(Point localization data)

%%

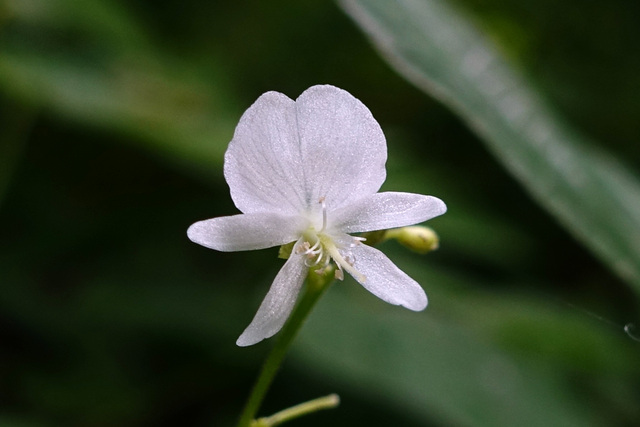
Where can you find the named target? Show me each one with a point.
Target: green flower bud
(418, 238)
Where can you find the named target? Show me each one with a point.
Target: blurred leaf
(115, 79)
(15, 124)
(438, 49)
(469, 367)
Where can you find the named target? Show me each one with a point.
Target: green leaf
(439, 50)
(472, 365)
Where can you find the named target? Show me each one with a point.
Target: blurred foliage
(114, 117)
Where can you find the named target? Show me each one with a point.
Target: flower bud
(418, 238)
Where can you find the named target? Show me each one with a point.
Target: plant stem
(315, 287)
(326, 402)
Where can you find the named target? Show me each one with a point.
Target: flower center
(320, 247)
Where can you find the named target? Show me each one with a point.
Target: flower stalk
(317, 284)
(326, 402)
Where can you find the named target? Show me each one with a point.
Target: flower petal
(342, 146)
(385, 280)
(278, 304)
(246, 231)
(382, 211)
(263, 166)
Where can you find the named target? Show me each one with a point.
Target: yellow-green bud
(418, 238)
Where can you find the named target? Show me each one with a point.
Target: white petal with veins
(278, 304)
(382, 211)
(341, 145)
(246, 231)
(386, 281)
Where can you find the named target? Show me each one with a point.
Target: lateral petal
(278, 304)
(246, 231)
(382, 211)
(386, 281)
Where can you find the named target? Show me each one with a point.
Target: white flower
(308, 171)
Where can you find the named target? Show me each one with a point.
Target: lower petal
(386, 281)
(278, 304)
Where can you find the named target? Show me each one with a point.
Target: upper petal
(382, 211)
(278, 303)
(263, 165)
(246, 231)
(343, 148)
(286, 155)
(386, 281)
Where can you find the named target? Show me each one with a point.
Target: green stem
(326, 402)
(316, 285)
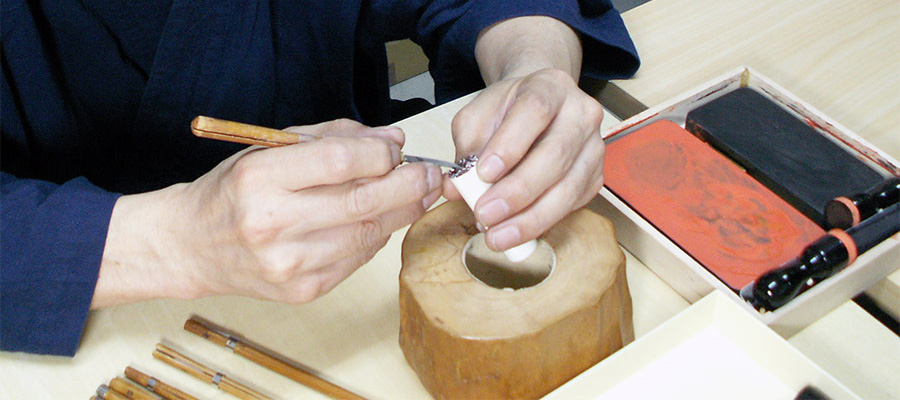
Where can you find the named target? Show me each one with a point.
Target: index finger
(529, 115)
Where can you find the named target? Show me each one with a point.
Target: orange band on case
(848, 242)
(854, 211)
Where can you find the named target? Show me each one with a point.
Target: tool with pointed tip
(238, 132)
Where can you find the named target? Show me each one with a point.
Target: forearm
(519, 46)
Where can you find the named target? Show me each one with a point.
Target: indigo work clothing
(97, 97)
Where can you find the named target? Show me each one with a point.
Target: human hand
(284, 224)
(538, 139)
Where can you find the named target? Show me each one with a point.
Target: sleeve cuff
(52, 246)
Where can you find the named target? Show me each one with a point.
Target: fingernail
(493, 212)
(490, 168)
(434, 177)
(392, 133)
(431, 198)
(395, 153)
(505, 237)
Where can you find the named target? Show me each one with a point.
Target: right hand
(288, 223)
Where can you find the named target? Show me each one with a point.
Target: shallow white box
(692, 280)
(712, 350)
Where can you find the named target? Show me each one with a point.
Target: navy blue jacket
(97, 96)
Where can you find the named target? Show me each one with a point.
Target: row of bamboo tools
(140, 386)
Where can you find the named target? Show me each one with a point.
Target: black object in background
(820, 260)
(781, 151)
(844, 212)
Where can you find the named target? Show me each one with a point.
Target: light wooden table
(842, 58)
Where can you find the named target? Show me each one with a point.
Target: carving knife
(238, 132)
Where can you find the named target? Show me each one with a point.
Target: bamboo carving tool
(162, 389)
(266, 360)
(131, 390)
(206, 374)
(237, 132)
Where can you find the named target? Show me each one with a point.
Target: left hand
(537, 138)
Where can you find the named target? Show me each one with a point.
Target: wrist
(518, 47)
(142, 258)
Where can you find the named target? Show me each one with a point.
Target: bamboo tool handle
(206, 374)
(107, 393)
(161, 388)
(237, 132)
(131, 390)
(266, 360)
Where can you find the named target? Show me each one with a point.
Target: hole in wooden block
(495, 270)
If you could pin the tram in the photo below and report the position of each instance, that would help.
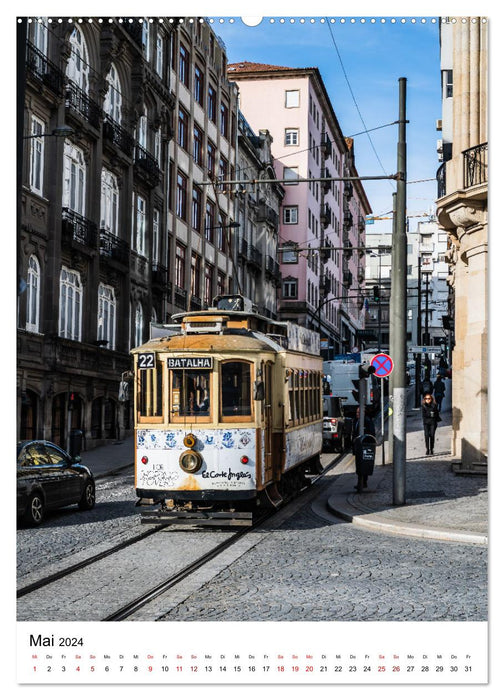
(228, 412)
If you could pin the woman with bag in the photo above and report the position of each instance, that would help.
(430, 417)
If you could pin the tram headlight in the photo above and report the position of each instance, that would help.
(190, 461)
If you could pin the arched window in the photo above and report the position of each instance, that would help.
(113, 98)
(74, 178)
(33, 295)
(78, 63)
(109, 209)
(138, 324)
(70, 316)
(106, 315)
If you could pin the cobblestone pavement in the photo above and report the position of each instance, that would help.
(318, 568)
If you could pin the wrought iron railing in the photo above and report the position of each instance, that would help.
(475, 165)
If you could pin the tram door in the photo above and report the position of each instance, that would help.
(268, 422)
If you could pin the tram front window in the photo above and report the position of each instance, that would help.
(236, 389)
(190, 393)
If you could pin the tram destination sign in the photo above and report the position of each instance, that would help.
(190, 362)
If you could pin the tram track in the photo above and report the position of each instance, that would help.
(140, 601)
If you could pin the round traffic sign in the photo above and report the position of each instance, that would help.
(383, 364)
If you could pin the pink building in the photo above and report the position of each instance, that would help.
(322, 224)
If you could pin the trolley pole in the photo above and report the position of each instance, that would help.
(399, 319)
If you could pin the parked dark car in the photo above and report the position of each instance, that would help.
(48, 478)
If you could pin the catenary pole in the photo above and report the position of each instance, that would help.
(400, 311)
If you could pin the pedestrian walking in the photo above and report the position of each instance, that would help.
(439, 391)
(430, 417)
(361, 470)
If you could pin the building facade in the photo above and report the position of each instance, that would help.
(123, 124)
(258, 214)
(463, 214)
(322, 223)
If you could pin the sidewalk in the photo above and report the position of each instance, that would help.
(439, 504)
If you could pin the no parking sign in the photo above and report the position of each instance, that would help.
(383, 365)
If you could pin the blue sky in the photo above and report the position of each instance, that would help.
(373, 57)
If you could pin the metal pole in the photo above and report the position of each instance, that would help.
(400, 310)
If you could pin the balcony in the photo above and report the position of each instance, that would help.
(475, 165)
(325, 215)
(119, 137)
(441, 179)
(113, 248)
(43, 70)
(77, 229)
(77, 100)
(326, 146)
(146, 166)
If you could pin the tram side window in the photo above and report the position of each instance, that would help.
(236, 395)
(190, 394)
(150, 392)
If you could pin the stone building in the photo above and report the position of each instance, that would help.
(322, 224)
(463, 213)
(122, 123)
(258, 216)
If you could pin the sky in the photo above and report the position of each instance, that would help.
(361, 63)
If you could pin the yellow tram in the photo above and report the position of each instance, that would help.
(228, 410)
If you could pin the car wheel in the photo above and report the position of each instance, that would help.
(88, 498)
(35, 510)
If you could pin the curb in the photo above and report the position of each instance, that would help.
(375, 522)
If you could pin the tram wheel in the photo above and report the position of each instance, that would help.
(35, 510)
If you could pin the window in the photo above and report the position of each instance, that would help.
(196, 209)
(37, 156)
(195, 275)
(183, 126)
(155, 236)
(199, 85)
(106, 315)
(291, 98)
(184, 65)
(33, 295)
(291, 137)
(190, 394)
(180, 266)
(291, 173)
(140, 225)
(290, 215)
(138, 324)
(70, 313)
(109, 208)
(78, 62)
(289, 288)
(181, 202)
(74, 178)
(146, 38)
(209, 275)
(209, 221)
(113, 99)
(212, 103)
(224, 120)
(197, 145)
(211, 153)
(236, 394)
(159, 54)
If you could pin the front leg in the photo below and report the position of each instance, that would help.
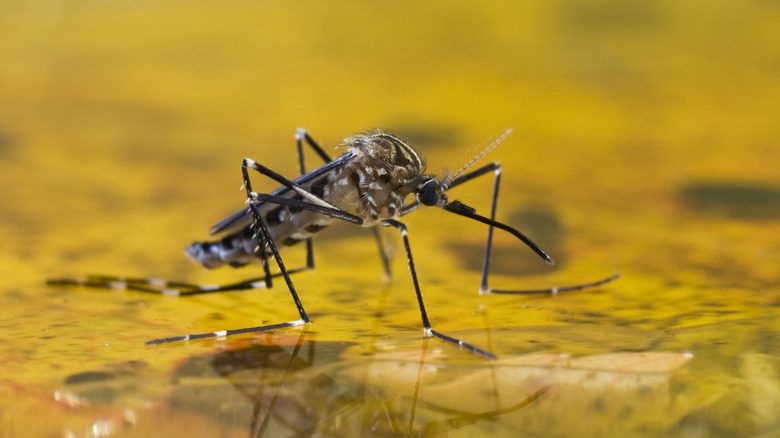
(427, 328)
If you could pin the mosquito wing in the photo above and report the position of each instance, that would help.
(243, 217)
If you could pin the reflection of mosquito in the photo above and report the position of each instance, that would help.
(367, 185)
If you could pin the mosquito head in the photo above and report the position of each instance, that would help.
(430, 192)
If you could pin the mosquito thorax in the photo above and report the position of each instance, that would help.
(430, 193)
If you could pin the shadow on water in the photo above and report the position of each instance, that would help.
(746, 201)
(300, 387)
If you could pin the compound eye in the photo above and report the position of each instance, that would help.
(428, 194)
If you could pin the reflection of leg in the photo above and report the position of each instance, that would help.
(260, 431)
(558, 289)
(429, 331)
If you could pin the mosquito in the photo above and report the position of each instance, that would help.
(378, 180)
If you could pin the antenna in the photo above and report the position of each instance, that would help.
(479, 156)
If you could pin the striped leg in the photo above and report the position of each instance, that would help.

%%

PROBLEM STATEMENT: Once you find the line containing "If you could pin the antenna", copy it and every line after it through the end of the records, exactly as they stand.

ANSWER BOX:
If you could pin the antenna in the photo above and report the position of each instance, that would help.
(479, 156)
If you could pin the striped leg in the photo above and report the position of each instance, that would help.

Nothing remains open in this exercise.